(EXERCISE MATERIAL)
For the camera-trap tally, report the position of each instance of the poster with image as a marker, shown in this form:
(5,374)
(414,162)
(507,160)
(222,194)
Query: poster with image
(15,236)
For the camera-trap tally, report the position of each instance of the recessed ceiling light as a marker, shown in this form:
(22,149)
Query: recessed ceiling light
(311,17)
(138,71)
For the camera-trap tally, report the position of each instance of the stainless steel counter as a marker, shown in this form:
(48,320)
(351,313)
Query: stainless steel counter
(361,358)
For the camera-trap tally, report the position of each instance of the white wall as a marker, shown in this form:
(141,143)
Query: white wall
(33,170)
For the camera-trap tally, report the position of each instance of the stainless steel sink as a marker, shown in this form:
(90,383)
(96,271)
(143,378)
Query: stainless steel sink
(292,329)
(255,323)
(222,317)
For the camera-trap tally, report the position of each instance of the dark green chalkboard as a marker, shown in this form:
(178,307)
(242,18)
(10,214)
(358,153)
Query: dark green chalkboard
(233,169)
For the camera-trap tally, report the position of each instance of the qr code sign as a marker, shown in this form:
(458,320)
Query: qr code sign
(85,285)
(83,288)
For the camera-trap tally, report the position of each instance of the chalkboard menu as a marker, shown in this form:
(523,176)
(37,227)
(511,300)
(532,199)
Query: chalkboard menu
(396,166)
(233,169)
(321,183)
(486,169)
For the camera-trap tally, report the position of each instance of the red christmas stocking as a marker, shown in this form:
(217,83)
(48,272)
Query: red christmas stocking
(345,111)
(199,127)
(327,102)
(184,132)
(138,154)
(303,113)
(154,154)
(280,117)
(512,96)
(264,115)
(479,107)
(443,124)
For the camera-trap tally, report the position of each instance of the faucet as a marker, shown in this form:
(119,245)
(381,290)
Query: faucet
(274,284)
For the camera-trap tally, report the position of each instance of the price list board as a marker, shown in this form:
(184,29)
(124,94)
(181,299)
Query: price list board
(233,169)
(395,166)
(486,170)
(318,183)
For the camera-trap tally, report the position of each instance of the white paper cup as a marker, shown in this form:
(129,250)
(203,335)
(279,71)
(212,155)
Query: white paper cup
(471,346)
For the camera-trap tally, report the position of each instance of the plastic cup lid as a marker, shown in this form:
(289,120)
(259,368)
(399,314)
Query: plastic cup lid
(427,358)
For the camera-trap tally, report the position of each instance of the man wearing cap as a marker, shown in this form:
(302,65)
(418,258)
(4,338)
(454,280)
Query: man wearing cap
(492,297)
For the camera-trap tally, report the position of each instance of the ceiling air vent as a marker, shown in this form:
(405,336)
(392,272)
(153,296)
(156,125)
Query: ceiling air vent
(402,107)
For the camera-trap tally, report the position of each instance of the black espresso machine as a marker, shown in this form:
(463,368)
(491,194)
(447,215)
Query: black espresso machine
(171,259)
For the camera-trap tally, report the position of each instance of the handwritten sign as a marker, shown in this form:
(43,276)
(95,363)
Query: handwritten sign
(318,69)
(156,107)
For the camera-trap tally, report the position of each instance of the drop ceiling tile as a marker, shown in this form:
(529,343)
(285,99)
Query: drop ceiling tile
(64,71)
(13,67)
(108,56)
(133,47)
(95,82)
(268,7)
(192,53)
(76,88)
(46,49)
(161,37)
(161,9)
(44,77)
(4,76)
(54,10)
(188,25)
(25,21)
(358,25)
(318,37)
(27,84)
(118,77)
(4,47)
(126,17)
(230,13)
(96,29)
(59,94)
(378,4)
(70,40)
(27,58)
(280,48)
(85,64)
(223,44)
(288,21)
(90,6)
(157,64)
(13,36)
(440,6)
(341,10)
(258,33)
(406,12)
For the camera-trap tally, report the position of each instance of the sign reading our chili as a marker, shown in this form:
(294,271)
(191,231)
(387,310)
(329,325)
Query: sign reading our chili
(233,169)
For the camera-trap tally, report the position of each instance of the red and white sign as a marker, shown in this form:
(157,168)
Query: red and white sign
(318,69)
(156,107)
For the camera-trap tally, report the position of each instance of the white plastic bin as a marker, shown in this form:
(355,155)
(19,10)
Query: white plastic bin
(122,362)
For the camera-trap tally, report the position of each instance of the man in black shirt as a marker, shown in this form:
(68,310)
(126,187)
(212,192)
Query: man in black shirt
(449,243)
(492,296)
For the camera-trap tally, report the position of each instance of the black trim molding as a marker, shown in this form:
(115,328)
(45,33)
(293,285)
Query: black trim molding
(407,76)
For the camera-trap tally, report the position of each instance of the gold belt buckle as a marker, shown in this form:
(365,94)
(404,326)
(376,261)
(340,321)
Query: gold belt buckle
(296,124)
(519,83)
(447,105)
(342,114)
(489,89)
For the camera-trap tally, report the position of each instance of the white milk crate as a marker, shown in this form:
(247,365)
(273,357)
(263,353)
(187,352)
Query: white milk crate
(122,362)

(ACTION ITEM)
Please return exactly the lines that run from the line with "black shirt as" through the end of the records above, both included, and nothing more.

(EXERCISE RESULT)
For the camera-trap tally, report the position of each instance of the man in black shirt as a marker, shown in this form:
(68,310)
(126,187)
(212,192)
Query: man in black shirt
(449,243)
(492,296)
For the camera-trap tally, report the position of each instance of the black trim molding as a marker, shown in this form:
(115,328)
(45,33)
(293,285)
Query: black trim molding
(407,76)
For the camera-trap tally, report the position of each instance of the gold belt buckle as a marker, shown in this form:
(365,94)
(404,326)
(376,261)
(340,321)
Query: gold belt buckle
(296,124)
(519,83)
(447,105)
(342,114)
(489,89)
For the camera-trap tally, report the position of each instance of the white milk crate as a marker, shown in this form:
(247,365)
(273,357)
(263,353)
(187,352)
Query: white milk crate
(122,362)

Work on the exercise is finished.